## GIVEN DATA
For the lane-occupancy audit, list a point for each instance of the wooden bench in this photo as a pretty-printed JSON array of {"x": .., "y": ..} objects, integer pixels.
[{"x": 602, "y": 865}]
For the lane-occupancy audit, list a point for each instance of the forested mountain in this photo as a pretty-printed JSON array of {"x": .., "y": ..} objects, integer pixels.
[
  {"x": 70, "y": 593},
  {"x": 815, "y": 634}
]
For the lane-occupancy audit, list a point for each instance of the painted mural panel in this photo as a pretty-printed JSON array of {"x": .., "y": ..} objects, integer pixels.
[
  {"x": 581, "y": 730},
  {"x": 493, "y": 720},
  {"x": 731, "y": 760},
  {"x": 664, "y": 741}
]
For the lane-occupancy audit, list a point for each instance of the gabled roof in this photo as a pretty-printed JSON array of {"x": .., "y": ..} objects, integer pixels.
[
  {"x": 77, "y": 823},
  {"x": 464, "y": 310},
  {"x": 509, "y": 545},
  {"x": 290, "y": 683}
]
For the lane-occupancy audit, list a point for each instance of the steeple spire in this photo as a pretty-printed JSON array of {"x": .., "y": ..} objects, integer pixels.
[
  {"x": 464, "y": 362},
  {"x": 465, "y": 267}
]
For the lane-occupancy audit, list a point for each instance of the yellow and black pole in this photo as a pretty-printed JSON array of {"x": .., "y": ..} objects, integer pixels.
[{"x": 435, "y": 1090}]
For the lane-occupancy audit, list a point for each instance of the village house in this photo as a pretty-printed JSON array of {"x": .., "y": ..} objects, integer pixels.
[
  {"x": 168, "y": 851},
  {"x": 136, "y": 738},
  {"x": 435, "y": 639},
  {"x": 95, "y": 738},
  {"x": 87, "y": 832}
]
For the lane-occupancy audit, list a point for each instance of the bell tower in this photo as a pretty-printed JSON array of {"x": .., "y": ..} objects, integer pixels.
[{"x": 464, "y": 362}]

## WHAT TO DO
Restate all of the entries above precisely.

## WRITTEN ANSWER
For the lane-occupancy audit, list a point for each instance of the wooden bench in this photo as a pretty-printed JSON array of {"x": .., "y": ..} objects, integer pixels.
[{"x": 602, "y": 865}]
For the lane-occupancy audit, list a point for each instance of the forested mountain in this photo as a pretty-printed JSON array of {"x": .., "y": ..} objects, integer pixels.
[
  {"x": 70, "y": 593},
  {"x": 815, "y": 634}
]
For the lane-occupancy audit, list a point for each instance of the painted mural panel in this photo as a pretty-printed JSON array of {"x": .., "y": ..} objects, integer pixels.
[
  {"x": 581, "y": 730},
  {"x": 493, "y": 720},
  {"x": 731, "y": 760},
  {"x": 664, "y": 741}
]
For the lane-occupancy audit, list a point for each instance of the gabled roof in this photo as a pretty-printed JSON array of {"x": .., "y": ..} objects, integer pixels.
[
  {"x": 77, "y": 823},
  {"x": 464, "y": 310},
  {"x": 509, "y": 545},
  {"x": 290, "y": 683}
]
For the lane-occupancy audit, list a point for each instance of the steeple spire in this photo as a pretty-printed JSON array of {"x": .., "y": ..} objects, integer pixels.
[
  {"x": 464, "y": 362},
  {"x": 465, "y": 267}
]
For the lane-occupancy audit, list a point for each instance of the yellow and black pole in this photo as a pretty-printed JSON array of {"x": .., "y": ..} objects, integer pixels.
[{"x": 435, "y": 1090}]
For the lane-occupancy audit, list a point for each instance of the village house in this photo as a pretty-printed JSON array of {"x": .., "y": ..} objects, integer pixels.
[
  {"x": 168, "y": 851},
  {"x": 136, "y": 738},
  {"x": 435, "y": 639},
  {"x": 95, "y": 738},
  {"x": 87, "y": 832}
]
For the lane-occupancy audit, list a point for each instance of the bell tower in this photo as a pretty-printed JSON array of {"x": .., "y": ..} objects, integer pixels.
[{"x": 464, "y": 362}]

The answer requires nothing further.